ABOUT THIS EXERCISE:
Search the listing below for the word "sign" and copy each line that holds it.
** EXTRACTED DATA follows **
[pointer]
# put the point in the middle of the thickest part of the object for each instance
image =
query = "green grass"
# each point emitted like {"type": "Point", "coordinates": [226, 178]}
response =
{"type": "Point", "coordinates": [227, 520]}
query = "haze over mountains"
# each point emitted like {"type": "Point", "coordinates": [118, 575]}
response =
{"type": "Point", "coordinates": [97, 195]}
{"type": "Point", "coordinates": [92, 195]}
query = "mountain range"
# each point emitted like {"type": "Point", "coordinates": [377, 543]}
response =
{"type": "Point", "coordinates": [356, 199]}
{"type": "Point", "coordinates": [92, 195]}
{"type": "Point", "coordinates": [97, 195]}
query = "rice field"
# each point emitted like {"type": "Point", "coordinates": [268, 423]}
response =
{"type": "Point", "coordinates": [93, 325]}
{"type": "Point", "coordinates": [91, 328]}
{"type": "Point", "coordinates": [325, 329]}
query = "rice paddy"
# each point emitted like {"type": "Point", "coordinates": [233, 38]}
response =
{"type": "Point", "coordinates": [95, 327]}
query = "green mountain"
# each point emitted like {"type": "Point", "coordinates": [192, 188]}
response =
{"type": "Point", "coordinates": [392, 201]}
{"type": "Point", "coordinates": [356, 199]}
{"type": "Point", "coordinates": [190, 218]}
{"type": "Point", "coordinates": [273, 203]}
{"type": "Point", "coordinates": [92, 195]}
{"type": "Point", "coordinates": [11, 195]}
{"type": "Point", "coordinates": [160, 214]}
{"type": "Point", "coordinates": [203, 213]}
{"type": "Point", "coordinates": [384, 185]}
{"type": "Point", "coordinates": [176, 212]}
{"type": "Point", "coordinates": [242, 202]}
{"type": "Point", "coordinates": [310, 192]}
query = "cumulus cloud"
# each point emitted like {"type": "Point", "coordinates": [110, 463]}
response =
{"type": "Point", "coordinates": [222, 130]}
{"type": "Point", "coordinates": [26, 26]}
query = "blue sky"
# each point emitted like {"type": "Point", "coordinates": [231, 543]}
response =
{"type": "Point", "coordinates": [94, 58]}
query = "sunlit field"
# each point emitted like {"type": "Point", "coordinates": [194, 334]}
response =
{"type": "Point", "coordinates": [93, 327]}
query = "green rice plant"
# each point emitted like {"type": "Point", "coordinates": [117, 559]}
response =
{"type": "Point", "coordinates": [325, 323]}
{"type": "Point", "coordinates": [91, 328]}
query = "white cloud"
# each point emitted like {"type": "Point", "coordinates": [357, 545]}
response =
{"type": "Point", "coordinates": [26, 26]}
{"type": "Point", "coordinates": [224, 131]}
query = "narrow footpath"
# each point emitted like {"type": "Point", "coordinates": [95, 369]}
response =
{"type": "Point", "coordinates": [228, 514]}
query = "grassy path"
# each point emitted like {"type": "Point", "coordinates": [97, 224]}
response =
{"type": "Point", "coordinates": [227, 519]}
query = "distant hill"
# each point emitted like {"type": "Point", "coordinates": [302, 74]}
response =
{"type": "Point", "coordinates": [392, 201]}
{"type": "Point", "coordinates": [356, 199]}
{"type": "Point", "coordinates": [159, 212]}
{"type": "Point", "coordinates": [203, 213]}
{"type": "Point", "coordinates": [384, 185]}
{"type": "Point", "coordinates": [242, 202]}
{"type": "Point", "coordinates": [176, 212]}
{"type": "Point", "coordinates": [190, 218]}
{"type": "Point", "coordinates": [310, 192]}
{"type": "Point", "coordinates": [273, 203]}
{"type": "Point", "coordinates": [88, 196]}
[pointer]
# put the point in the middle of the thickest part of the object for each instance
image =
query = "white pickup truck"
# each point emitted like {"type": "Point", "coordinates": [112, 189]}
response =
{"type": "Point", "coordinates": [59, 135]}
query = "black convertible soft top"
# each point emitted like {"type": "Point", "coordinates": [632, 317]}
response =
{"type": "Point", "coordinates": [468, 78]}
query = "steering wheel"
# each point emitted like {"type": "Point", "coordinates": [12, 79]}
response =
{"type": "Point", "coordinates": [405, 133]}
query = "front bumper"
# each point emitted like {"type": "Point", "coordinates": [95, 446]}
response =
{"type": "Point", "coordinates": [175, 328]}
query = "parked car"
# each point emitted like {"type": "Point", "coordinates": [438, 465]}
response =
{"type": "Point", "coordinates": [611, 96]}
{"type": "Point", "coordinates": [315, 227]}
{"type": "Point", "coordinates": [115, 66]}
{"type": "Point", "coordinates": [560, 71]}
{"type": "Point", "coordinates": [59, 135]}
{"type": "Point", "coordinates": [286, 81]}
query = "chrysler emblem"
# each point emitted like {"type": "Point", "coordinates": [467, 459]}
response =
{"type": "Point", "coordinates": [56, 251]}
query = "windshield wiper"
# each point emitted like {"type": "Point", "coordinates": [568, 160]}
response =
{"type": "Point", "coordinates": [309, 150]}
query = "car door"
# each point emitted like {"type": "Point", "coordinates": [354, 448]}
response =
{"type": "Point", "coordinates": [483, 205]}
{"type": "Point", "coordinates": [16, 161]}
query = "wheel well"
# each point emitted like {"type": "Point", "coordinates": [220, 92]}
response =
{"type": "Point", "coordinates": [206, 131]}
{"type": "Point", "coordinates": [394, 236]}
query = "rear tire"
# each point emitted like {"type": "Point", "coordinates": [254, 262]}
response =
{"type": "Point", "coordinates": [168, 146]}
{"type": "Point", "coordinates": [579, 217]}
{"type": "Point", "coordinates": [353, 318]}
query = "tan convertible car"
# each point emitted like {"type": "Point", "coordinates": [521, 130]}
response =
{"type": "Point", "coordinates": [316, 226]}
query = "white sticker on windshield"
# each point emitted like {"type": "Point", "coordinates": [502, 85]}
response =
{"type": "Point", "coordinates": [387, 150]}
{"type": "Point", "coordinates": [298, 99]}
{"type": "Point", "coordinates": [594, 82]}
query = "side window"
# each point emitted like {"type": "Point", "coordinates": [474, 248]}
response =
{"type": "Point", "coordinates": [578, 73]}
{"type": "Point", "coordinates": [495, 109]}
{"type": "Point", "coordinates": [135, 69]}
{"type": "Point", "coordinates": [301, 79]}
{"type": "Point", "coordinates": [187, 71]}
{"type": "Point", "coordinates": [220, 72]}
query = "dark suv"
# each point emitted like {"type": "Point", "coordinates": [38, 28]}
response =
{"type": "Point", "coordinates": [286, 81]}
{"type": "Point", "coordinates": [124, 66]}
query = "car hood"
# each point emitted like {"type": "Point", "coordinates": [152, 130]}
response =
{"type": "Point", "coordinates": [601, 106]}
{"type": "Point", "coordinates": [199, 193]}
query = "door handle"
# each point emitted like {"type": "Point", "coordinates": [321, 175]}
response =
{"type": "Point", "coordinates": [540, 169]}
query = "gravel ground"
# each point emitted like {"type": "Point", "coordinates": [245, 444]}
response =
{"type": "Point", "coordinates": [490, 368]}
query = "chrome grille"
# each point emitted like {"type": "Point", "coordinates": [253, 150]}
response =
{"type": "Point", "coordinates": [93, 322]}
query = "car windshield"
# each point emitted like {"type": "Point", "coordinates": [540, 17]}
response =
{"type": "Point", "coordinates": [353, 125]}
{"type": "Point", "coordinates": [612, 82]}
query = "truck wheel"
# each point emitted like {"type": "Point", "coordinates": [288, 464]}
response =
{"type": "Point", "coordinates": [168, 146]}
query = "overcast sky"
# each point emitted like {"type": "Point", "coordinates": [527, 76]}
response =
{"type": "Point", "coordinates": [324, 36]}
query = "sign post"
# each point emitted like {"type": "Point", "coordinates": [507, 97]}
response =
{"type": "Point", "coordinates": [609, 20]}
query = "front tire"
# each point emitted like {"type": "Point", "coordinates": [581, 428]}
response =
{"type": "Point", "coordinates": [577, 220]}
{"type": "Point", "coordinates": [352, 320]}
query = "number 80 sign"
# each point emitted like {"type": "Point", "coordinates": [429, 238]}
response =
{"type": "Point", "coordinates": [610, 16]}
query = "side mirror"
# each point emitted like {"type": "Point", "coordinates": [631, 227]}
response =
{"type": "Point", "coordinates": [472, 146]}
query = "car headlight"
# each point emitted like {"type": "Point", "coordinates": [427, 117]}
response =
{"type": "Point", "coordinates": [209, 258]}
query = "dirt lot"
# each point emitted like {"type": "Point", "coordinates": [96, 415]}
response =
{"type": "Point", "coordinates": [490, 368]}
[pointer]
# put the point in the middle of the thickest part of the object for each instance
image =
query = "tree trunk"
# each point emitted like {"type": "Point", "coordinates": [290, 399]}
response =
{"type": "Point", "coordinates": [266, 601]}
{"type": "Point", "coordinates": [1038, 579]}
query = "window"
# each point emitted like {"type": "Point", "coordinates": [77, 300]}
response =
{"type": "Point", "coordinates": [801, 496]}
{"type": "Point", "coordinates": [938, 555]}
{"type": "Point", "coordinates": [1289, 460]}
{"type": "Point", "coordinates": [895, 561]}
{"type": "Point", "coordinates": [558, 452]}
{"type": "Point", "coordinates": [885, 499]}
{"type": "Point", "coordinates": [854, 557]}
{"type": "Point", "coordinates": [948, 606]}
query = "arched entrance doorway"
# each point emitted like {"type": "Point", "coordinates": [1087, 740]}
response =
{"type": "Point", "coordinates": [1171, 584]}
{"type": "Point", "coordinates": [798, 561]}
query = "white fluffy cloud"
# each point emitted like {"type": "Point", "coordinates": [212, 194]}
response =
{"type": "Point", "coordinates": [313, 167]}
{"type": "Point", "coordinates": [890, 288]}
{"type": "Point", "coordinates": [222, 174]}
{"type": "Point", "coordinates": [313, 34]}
** End of EXTRACTED DATA **
WRITTEN REPLY:
query = "sign post"
query = "number 80 sign"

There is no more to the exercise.